Every entry in the data that follows should come back exactly, pictures aside.

(Given records begins)

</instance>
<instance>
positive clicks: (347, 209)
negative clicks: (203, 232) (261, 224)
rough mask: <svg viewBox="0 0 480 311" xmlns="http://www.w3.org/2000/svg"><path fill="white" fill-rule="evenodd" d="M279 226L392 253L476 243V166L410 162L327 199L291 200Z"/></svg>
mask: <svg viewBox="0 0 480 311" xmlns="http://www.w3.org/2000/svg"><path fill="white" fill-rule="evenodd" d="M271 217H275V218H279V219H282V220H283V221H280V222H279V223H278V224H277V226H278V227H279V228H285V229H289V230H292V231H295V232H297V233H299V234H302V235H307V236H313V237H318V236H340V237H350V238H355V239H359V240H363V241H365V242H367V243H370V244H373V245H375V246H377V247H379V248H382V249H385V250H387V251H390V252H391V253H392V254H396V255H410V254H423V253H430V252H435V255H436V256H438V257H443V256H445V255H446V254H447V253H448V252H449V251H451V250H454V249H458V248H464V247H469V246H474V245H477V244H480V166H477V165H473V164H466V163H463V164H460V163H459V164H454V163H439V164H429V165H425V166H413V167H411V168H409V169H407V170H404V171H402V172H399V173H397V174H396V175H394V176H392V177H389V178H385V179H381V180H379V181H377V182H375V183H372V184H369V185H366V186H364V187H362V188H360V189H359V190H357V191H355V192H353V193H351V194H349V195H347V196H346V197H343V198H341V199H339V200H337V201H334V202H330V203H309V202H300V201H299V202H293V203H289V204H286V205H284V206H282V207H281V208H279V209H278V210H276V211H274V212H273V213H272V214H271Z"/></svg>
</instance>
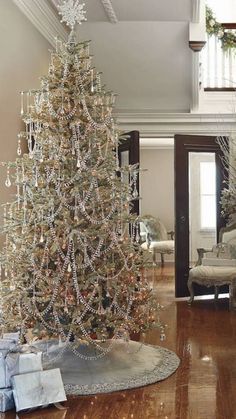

(Given records ends)

[Result]
</instance>
<instance>
positive clicks: (347, 209)
negative clicks: (203, 232) (261, 224)
rough mask: <svg viewBox="0 0 480 311" xmlns="http://www.w3.org/2000/svg"><path fill="white" fill-rule="evenodd" d="M279 226L392 253L476 243V166L410 162L327 199L291 200Z"/></svg>
mask: <svg viewBox="0 0 480 311" xmlns="http://www.w3.org/2000/svg"><path fill="white" fill-rule="evenodd" d="M271 217H275V218H279V219H282V220H283V221H280V222H279V223H278V224H277V226H278V227H279V228H285V229H289V230H292V231H295V232H297V233H299V234H302V235H307V236H313V237H318V236H340V237H350V238H355V239H359V240H363V241H365V242H367V243H370V244H373V245H375V246H377V247H379V248H382V249H385V250H387V251H390V252H391V253H392V254H396V255H410V254H423V253H430V252H435V255H436V256H438V257H443V256H445V255H446V254H447V253H448V252H449V251H451V250H454V249H458V248H464V247H469V246H474V245H477V244H480V166H477V165H473V164H466V163H463V164H460V163H459V164H454V163H439V164H429V165H425V166H413V167H411V168H409V169H407V170H404V171H402V172H399V173H397V174H396V175H394V176H392V177H389V178H385V179H381V180H379V181H377V182H375V183H372V184H369V185H366V186H364V187H362V188H360V189H359V190H357V191H355V192H353V193H351V194H349V195H347V196H346V197H343V198H341V199H339V200H337V201H334V202H330V203H309V202H300V201H299V202H293V203H289V204H286V205H284V206H282V207H281V208H279V209H278V210H276V211H274V212H273V213H272V214H271Z"/></svg>
</instance>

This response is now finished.